**WHAT IS EXPECTED**. The line containing "the dog's forehead" and every line after it, through the last, are to be extracted exactly; no other lines belong in the answer.

**GIVEN DATA**.
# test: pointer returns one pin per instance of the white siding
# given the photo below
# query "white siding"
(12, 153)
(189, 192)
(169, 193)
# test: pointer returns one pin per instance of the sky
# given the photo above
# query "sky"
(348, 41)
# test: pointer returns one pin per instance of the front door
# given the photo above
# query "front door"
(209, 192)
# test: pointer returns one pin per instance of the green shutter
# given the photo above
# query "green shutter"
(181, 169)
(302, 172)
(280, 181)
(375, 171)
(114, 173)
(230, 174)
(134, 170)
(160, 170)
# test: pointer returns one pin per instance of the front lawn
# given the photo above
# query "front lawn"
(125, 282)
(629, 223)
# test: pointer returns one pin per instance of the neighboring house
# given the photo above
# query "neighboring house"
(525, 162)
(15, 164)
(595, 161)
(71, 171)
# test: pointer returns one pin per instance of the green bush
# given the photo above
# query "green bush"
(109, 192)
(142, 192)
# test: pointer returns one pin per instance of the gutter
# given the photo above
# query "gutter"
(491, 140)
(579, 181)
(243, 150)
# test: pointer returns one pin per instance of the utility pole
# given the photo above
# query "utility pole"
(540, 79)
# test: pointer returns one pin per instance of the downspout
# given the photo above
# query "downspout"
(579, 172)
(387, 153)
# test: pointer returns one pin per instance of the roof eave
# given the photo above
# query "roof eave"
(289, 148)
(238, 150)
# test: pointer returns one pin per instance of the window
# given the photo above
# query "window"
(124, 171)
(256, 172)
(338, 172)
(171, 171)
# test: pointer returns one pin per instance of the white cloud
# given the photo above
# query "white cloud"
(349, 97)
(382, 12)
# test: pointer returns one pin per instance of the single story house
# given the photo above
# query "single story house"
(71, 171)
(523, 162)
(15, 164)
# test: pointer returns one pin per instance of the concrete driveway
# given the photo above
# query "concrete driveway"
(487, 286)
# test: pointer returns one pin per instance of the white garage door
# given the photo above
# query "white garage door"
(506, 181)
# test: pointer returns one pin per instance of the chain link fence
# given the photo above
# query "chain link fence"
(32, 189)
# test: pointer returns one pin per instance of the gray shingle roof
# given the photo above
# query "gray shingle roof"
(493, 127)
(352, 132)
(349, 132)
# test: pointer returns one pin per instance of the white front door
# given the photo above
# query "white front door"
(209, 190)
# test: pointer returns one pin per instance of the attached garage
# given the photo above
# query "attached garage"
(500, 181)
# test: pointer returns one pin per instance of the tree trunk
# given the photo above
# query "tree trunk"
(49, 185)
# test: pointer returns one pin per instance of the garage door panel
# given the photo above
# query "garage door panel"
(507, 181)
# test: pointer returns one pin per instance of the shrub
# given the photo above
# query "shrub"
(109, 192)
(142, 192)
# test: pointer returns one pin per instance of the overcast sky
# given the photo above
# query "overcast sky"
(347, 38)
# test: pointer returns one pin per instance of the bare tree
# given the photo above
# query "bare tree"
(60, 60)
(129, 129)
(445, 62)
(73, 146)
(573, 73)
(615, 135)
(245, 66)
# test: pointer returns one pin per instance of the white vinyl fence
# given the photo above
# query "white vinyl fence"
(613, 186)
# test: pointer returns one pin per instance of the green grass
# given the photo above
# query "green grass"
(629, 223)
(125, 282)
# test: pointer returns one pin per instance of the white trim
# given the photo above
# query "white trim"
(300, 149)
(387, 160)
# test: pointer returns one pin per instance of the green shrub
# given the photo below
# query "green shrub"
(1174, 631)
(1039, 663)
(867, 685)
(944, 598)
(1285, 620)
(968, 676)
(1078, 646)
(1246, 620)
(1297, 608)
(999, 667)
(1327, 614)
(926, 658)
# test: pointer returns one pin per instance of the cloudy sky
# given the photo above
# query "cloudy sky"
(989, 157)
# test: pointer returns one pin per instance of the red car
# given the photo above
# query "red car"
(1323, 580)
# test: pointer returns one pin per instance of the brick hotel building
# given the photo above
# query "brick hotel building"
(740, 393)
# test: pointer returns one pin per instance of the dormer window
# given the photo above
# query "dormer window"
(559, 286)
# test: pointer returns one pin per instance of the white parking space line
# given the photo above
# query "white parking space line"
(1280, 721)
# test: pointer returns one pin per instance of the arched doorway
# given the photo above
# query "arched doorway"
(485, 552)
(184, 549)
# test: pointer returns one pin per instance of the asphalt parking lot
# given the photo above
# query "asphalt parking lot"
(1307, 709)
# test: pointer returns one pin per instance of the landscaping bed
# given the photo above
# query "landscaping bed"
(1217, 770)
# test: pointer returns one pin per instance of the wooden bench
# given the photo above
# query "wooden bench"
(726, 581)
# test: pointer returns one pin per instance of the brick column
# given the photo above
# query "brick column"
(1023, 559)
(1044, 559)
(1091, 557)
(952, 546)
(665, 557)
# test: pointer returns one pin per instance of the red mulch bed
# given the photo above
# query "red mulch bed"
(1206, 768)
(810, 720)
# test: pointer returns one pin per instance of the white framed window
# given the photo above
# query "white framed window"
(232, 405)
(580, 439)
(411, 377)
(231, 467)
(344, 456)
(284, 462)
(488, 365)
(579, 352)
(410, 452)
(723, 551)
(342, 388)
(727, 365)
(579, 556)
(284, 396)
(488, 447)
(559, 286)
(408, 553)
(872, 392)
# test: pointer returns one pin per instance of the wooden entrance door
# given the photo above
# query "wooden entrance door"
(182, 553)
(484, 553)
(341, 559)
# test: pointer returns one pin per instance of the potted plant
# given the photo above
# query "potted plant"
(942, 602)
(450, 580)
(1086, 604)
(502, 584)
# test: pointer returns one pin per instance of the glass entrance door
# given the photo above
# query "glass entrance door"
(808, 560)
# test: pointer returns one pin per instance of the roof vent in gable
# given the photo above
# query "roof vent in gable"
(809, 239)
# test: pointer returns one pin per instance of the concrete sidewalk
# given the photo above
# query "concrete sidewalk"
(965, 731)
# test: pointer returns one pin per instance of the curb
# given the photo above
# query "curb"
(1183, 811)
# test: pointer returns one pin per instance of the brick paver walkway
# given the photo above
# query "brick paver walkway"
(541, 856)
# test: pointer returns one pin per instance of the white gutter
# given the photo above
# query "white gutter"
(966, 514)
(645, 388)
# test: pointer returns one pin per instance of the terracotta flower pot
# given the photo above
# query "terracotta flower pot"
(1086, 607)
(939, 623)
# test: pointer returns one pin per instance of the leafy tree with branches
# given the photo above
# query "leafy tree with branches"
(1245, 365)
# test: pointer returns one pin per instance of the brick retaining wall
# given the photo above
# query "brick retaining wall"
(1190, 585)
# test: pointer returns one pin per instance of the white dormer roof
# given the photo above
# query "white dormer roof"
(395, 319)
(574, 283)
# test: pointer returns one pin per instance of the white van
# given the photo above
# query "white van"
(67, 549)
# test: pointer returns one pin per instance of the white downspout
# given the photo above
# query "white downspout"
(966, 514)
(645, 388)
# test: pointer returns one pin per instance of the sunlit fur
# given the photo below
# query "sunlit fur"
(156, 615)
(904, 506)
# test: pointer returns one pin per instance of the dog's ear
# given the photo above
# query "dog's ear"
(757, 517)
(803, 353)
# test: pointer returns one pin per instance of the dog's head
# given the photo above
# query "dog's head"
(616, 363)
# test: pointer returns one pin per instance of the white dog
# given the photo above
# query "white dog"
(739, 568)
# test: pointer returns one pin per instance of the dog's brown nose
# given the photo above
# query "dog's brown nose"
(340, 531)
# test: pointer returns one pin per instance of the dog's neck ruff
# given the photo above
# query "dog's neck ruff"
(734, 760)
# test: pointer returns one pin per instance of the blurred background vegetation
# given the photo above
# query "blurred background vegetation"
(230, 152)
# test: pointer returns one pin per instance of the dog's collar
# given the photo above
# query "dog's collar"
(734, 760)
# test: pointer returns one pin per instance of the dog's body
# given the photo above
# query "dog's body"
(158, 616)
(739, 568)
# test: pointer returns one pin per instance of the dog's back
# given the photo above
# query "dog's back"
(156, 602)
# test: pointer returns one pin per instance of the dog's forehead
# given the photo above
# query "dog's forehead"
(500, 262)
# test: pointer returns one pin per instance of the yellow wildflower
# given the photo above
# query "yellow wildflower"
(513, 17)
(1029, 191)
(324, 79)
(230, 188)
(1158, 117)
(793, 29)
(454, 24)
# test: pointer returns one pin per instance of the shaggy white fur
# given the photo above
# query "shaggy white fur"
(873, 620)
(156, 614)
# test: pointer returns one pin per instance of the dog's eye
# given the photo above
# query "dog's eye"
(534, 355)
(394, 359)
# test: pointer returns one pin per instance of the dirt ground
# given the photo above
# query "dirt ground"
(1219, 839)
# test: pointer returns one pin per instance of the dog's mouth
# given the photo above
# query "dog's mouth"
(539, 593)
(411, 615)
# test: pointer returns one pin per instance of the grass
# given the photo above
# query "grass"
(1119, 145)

**COMPLETE OUTPUT**.
# test: pointer returns one pin per instance of the dog's forehead
# given the photo above
# query "dog's forehead"
(500, 262)
# test: pointer returns one pin per instance of the yellow wildflower
# given the photo above
# query "yellow wildflower"
(513, 17)
(1029, 191)
(324, 79)
(230, 188)
(1158, 117)
(793, 29)
(454, 24)
# test: pointer returns one pin per instance of the shaggy white fur
# given the photo above
# query "shaggy white fur"
(873, 620)
(156, 614)
# test: pointer returns one pin per instance of the dog's eye
# given the photo above
# query "dog's eye"
(534, 355)
(394, 359)
# test: pointer returns one pin per instance of the dirt ground
# given the photo above
# query "dirt ground"
(1219, 839)
# test: pointer returns one pin per instance of the dog's mouth
# given the photo above
# query "dog's mouth"
(539, 593)
(411, 615)
# test: pointer returns one pin per instance of the grass
# given the photo above
# query "grass"
(1119, 145)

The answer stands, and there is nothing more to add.